SUPPLIED TEXT
+++++
During a severe economic downturn, one expects companies to cut their dividends to preserve cash. That flexibility is an essential element of corporate fiscal management. Sure enough, during 2009 the companies in the S&P 500 index cut their dividends by an aggregate $52 billion, including a record-breaking $38.7 billion drop in 2009’s first quarter.
The tide is beginning to turn. Corporate profits have recovered, with some companies holding substantial cash on the balance sheet. Dividend increases have returned. Through mid-March, dividend increases were announced by 77 of the S&P 500 companies, with a net value of $4.4 billion. (Two companies cut their dividends.) To be sure, the cuts haven’t been fully recovered, total payouts are projected to be 16% below the year-ago quarter. Still, analysts are predicting that dividends will grow 5.6% this year for the S&P 500.
In another hopeful sign, the S&P 500 reduced their borrowings in 2009’s fourth quarter by $282 billion. That brought their aggregate debt down to 28% of assets, the lowest in a decade.
+++++
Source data
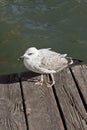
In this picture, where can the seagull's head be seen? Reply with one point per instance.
(29, 53)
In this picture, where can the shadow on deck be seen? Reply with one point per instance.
(24, 106)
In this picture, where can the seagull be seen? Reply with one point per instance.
(45, 61)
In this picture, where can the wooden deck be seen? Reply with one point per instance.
(24, 106)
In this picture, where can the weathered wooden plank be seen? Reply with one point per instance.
(75, 116)
(11, 108)
(80, 75)
(41, 107)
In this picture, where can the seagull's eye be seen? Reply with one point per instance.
(30, 54)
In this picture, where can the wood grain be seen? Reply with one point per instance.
(11, 108)
(80, 75)
(41, 107)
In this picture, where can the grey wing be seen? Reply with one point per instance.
(54, 62)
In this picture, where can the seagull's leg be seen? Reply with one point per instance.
+++++
TASK
Retype the entire passage on S&P 500 dividends word for word, without any changes. The entries bear no relation to the passage on S&P 500 dividends.

EXERCISE RESPONSE
During a severe economic downturn, one expects companies to cut their dividends to preserve cash. That flexibility is an essential element of corporate fiscal management. Sure enough, during 2009 the companies in the S&P 500 index cut their dividends by an aggregate $52 billion, including a record-breaking $38.7 billion drop in 2009’s first quarter.
The tide is beginning to turn. Corporate profits have recovered, with some companies holding substantial cash on the balance sheet. Dividend increases have returned. Through mid-March, dividend increases were announced by 77 of the S&P 500 companies, with a net value of $4.4 billion. (Two companies cut their dividends.) To be sure, the cuts haven’t been fully recovered, total payouts are projected to be 16% below the year-ago quarter. Still, analysts are predicting that dividends will grow 5.6% this year for the S&P 500.
In another hopeful sign, the S&P 500 reduced their borrowings in 2009’s fourth quarter by $282 billion. That brought their aggregate debt down to 28% of assets, the lowest in a decade.